[start INPUT]
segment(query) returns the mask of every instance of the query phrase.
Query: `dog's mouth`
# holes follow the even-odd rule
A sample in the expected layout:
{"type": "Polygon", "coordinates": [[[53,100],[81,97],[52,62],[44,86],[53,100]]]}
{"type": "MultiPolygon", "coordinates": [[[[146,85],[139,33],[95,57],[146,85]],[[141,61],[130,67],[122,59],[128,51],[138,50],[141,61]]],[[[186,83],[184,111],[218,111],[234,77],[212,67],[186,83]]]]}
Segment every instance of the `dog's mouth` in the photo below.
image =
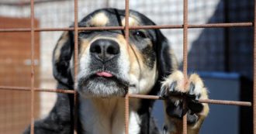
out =
{"type": "Polygon", "coordinates": [[[129,82],[118,74],[98,70],[78,79],[78,89],[85,96],[124,96],[128,91],[129,82]]]}

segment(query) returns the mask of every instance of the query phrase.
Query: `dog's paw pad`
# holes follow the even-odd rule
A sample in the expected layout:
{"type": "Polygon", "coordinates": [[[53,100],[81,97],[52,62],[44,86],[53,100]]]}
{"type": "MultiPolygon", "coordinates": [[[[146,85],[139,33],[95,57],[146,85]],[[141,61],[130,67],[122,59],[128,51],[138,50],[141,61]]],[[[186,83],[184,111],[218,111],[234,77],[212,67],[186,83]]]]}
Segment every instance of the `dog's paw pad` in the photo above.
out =
{"type": "Polygon", "coordinates": [[[193,74],[187,81],[181,71],[171,74],[163,83],[160,97],[165,99],[166,112],[171,117],[182,119],[188,113],[188,122],[198,120],[197,113],[203,110],[204,105],[199,99],[207,98],[206,90],[199,75],[193,74]],[[183,108],[183,99],[186,98],[186,107],[183,108]]]}

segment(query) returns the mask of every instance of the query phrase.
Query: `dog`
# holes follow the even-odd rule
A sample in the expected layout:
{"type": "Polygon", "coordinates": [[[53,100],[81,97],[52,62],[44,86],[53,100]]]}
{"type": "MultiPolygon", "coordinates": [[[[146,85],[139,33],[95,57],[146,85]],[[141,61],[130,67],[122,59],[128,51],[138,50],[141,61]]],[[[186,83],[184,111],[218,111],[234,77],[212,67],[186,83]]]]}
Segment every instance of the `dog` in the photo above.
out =
{"type": "MultiPolygon", "coordinates": [[[[129,26],[154,25],[144,15],[130,10],[129,26]]],[[[78,26],[124,26],[125,11],[98,9],[78,26]]],[[[127,44],[123,30],[79,31],[74,77],[74,32],[64,32],[54,51],[54,76],[57,88],[77,89],[78,113],[73,108],[74,94],[58,93],[49,115],[35,122],[36,134],[72,133],[74,114],[78,133],[123,134],[126,94],[160,95],[164,100],[163,133],[182,133],[185,114],[188,133],[199,133],[209,113],[208,105],[198,101],[208,98],[202,79],[196,74],[185,77],[178,70],[171,45],[159,29],[130,29],[129,36],[127,44]]],[[[160,133],[151,116],[153,104],[154,100],[130,99],[130,133],[160,133]]],[[[29,127],[24,133],[29,133],[29,127]]]]}

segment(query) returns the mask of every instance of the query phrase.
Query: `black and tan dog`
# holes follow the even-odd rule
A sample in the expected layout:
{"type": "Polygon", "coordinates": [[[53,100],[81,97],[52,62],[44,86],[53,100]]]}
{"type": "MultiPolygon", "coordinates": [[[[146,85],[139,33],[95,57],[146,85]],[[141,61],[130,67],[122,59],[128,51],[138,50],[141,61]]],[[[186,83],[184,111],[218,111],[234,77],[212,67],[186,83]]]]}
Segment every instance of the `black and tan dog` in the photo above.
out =
{"type": "MultiPolygon", "coordinates": [[[[125,25],[125,12],[97,10],[80,22],[80,27],[125,25]]],[[[130,11],[129,26],[155,25],[145,15],[130,11]]],[[[78,89],[78,133],[123,134],[124,98],[129,94],[152,94],[166,98],[164,132],[181,133],[182,117],[188,117],[189,134],[199,133],[209,112],[207,91],[197,74],[185,81],[168,40],[159,29],[130,31],[127,46],[123,30],[80,31],[78,74],[74,77],[74,33],[64,32],[54,53],[54,75],[58,88],[78,89]],[[129,89],[129,90],[128,90],[129,89]],[[187,108],[182,98],[187,97],[187,108]]],[[[35,122],[36,134],[68,134],[73,132],[71,95],[58,94],[50,115],[35,122]]],[[[154,101],[130,101],[131,134],[160,133],[150,115],[154,101]]],[[[25,133],[28,133],[28,129],[25,133]]]]}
[end INPUT]
- INSTRUCTIONS TO FOLLOW -
Exclude the pictures and repeat every other part of the records word for word.

- EXPECTED ANSWER -
segment(query) returns the mask of every instance of the query phrase.
Query: `dog's mouth`
# holes follow the even-odd rule
A sample in the expected layout:
{"type": "Polygon", "coordinates": [[[53,100],[81,97],[52,62],[44,86],[53,100]]]}
{"type": "MultiPolygon", "coordinates": [[[[146,85],[139,33],[95,57],[146,85]],[[141,61],[130,67],[122,59],[128,51],[138,50],[141,61]]],[[[186,83],[184,111],[218,111],[234,77],[212,67],[186,83]]]]}
Segment every instance of the `dog's mouth` in the photo below.
image =
out =
{"type": "Polygon", "coordinates": [[[129,82],[118,74],[98,70],[78,79],[78,89],[85,96],[124,96],[128,91],[129,82]]]}

segment(query) returns the mask of every instance of the query phrase.
Query: `dog's paw pad`
# holes follow the even-odd rule
A sample in the expected layout:
{"type": "Polygon", "coordinates": [[[53,100],[81,97],[52,62],[44,86],[53,100]]]}
{"type": "MultiPolygon", "coordinates": [[[[146,85],[139,33],[95,57],[146,85]],[[141,61],[130,67],[122,59],[128,51],[138,50],[141,61]]],[[[186,83],[184,111],[218,111],[234,77],[212,67],[186,83]]]]}
Segment every instance of the `dog's paw pad` in the photo above.
out =
{"type": "Polygon", "coordinates": [[[193,74],[187,81],[181,71],[171,74],[163,83],[160,97],[165,99],[166,112],[171,117],[182,119],[188,113],[188,122],[198,120],[197,113],[203,110],[204,105],[199,99],[207,98],[206,90],[199,75],[193,74]],[[183,108],[183,99],[186,98],[186,107],[183,108]]]}

segment(query) returns the mask of every instance of the query phrase.
Query: `dog`
# holes follow the even-odd rule
A sample in the expected layout:
{"type": "Polygon", "coordinates": [[[53,100],[81,97],[52,62],[44,86],[53,100]]]}
{"type": "MultiPolygon", "coordinates": [[[[146,85],[139,33],[95,57],[146,85]],[[141,61],[130,67],[122,59],[128,51],[138,50],[141,61]]],[[[186,83],[184,111],[218,111],[234,77],[212,67],[186,83]]]]}
Segment every instance of the `dog` in the photo above.
out =
{"type": "MultiPolygon", "coordinates": [[[[129,26],[154,25],[144,15],[130,10],[129,26]]],[[[78,26],[124,26],[125,11],[98,9],[78,26]]],[[[127,44],[123,30],[79,31],[74,77],[74,32],[64,32],[54,51],[54,76],[57,88],[77,89],[78,113],[73,108],[74,94],[58,93],[49,115],[35,122],[36,134],[72,133],[74,114],[78,133],[123,134],[126,94],[160,95],[164,100],[163,133],[182,133],[185,114],[188,133],[199,133],[209,113],[208,105],[198,101],[208,98],[202,79],[196,74],[185,77],[178,70],[171,45],[159,29],[130,29],[129,36],[127,44]]],[[[160,133],[151,116],[153,104],[154,100],[130,99],[130,133],[160,133]]],[[[29,127],[24,133],[29,133],[29,127]]]]}

segment(query) returns the mask of every instance of the query phrase.
Query: `black and tan dog`
# holes follow the even-odd rule
A sample in the expected layout:
{"type": "Polygon", "coordinates": [[[53,100],[81,97],[52,62],[44,86],[53,100]]]}
{"type": "MultiPolygon", "coordinates": [[[[146,85],[139,33],[95,57],[146,85]],[[141,61],[130,67],[122,59],[128,51],[138,50],[141,61]]],[[[186,83],[184,111],[218,111],[234,77],[212,67],[186,83]]]]}
Segment every instance of the `black and tan dog` in the photo above.
out =
{"type": "MultiPolygon", "coordinates": [[[[125,25],[125,12],[97,10],[80,22],[80,27],[125,25]]],[[[130,11],[129,26],[155,25],[145,15],[130,11]]],[[[78,89],[78,133],[123,134],[124,98],[129,94],[152,94],[166,98],[164,132],[181,133],[182,117],[188,117],[189,134],[199,133],[209,112],[207,91],[197,74],[185,81],[168,40],[159,29],[130,31],[127,46],[123,30],[80,31],[78,74],[74,77],[74,33],[64,32],[54,53],[54,75],[58,88],[78,89]],[[129,89],[129,90],[128,90],[129,89]],[[187,108],[182,98],[187,97],[187,108]]],[[[35,122],[36,134],[68,134],[73,132],[71,95],[58,94],[50,115],[35,122]]],[[[154,101],[130,101],[131,134],[160,133],[150,115],[154,101]]],[[[25,133],[28,133],[28,129],[25,133]]]]}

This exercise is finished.